• _Work item_
What you return must be exactly the lines from the one containing "panel above? Mark it with a dot." through the close of the listing, both included.

• _Provided data_
• • •
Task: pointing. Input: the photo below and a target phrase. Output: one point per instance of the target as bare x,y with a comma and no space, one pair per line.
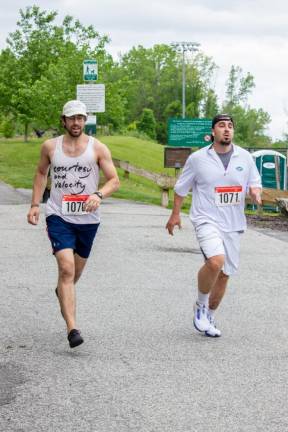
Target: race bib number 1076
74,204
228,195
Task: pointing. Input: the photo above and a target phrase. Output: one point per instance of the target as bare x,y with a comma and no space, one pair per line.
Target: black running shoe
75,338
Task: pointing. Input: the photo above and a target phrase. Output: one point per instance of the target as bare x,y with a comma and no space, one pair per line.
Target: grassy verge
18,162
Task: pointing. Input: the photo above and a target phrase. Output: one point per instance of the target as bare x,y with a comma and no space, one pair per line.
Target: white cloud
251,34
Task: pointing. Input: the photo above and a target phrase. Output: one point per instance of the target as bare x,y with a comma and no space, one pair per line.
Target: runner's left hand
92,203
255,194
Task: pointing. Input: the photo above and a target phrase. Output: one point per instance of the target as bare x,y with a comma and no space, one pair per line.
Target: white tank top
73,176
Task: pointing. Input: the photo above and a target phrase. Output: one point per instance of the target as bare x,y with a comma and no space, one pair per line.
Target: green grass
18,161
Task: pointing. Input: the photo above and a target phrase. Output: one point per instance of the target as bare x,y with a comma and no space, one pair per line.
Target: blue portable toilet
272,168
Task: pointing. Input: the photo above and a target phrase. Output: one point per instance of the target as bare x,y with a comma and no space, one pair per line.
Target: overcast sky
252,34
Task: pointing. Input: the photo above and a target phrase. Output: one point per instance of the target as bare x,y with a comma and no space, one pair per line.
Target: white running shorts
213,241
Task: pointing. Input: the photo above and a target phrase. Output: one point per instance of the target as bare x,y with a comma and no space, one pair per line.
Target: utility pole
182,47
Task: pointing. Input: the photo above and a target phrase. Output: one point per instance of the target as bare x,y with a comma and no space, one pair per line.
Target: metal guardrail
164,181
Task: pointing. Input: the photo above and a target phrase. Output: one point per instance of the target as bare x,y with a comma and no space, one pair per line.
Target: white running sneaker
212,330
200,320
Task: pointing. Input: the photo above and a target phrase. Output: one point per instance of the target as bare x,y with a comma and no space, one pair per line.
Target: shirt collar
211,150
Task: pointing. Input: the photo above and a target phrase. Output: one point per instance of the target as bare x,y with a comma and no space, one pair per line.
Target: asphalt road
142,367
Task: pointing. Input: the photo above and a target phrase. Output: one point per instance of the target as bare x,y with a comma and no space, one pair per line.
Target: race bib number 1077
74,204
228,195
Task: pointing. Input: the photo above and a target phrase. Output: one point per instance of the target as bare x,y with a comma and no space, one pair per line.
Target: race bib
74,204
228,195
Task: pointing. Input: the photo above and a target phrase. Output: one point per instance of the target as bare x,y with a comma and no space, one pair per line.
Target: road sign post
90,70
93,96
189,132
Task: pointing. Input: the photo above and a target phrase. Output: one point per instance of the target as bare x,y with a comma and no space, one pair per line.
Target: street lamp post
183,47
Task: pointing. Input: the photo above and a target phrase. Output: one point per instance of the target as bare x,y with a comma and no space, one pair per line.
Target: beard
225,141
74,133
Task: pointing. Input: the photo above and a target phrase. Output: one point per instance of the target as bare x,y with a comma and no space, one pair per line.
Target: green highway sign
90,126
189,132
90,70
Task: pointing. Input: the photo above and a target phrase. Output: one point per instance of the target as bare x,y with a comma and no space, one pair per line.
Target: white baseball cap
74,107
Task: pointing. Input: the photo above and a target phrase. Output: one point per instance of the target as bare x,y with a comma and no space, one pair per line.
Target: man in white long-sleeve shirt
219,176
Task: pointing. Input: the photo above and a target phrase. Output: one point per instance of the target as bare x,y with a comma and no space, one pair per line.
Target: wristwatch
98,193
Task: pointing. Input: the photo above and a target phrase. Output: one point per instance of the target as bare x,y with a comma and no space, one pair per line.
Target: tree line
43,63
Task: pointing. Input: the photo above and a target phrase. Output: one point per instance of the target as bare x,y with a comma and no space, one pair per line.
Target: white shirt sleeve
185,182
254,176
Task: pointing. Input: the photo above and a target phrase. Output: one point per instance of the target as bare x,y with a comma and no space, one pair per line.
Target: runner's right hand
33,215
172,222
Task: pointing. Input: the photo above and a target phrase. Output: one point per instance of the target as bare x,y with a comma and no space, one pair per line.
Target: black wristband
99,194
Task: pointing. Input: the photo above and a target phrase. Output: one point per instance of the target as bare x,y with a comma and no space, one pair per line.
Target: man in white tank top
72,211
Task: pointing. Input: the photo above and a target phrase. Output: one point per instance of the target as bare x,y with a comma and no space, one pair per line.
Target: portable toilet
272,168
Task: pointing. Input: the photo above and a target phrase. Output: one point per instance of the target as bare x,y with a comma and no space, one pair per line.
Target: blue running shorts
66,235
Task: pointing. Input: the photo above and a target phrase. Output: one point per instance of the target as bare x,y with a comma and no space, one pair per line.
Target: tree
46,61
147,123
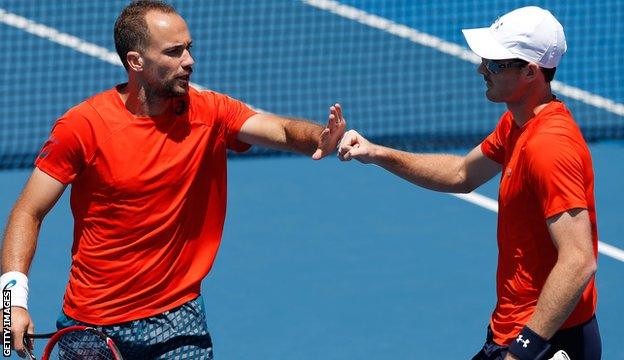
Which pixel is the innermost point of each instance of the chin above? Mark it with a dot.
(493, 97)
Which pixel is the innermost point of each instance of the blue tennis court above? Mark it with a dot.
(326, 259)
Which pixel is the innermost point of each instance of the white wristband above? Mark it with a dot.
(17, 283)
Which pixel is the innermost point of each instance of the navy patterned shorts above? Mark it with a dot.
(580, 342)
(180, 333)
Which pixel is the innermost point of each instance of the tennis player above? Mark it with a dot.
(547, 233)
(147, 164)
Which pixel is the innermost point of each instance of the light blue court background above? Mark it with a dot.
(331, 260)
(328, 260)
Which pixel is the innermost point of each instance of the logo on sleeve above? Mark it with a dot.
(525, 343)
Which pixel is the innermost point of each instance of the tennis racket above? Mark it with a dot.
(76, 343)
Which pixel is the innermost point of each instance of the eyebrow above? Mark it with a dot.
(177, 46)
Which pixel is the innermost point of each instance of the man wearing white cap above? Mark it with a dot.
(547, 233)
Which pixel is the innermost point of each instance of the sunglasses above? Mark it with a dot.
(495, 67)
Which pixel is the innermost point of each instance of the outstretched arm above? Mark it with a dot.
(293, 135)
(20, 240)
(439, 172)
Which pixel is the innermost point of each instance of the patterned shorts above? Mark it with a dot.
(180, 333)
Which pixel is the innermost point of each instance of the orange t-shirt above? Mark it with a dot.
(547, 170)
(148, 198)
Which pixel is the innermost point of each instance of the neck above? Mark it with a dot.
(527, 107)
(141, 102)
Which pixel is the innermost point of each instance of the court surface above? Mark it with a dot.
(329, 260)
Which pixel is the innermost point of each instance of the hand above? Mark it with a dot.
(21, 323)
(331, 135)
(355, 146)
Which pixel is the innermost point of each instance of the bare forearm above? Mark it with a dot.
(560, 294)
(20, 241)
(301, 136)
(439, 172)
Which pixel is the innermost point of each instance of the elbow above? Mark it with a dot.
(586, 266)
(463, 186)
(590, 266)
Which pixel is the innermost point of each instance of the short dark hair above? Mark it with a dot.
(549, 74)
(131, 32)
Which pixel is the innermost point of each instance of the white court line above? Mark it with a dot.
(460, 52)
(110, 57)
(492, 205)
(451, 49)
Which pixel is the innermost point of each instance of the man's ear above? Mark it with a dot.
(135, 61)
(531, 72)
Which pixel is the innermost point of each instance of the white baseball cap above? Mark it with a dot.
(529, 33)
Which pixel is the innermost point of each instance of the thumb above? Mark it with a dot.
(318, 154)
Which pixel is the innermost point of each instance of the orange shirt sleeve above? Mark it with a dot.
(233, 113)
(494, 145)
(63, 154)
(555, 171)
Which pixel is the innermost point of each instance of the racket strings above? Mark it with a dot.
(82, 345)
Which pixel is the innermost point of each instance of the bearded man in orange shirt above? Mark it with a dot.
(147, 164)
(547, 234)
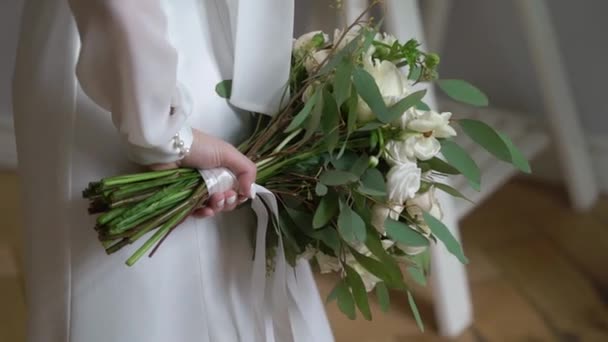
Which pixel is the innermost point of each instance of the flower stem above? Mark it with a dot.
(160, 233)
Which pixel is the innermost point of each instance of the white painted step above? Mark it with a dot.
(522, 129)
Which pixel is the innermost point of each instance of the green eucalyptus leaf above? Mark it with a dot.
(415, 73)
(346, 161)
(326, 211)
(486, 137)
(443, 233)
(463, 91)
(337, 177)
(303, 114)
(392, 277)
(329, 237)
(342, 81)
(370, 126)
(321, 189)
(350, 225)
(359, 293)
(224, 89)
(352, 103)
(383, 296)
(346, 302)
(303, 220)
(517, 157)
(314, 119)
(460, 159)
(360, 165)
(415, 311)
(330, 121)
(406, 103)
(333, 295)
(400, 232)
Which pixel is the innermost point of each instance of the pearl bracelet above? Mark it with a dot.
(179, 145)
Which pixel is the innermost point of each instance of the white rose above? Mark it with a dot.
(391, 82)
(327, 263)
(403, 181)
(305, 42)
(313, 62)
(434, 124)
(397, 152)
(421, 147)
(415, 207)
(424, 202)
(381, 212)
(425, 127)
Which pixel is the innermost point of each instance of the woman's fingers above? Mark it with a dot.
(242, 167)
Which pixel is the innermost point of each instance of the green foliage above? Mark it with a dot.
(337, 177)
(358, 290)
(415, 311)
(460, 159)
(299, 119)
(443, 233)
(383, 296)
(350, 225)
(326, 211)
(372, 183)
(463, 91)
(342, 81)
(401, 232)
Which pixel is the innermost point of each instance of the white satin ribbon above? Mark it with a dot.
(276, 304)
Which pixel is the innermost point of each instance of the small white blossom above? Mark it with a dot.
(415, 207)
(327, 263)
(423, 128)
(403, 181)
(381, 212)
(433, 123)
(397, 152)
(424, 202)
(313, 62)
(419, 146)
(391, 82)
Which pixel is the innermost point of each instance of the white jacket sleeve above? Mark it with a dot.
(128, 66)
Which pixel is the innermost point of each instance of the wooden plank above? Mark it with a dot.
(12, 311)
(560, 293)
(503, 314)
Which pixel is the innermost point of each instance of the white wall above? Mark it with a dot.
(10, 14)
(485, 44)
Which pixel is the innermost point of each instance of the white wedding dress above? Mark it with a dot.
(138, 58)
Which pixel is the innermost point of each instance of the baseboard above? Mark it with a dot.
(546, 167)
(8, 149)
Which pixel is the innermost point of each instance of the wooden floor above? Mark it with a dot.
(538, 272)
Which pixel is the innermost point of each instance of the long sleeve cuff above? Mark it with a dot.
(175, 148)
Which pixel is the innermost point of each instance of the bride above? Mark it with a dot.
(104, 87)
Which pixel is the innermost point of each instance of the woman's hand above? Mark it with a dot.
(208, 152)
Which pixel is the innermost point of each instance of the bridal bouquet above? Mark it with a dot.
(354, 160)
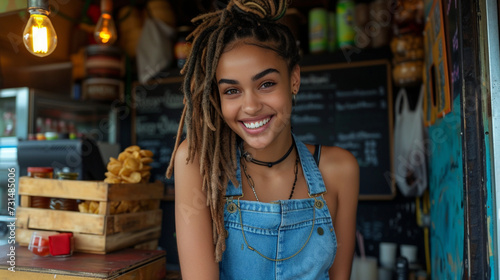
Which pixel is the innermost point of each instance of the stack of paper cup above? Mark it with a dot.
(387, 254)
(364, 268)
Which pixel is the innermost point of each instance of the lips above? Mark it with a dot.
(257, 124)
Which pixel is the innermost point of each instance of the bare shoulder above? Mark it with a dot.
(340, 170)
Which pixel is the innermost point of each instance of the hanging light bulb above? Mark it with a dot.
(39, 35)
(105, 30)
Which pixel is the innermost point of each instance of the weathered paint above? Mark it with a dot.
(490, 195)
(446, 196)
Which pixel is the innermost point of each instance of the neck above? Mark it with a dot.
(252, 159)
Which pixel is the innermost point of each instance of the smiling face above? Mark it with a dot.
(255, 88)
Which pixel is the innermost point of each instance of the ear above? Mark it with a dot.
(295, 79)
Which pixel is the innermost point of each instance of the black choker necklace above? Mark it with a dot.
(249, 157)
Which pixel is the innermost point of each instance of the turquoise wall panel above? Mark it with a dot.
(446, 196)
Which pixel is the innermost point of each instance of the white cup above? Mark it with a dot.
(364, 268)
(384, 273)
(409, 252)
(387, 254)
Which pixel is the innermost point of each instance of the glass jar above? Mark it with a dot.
• • •
• _Reply to the task_
Which pixel is the innermost point of each instance of the turquoise wall panel above? Mark it with a dot.
(446, 196)
Which pixel is the innermost point of each instance of the white cup above? Mark it with a dot.
(364, 268)
(384, 273)
(409, 252)
(387, 254)
Which pixel is the innermost point of each instance of the glass jar above? Mark it with a dot.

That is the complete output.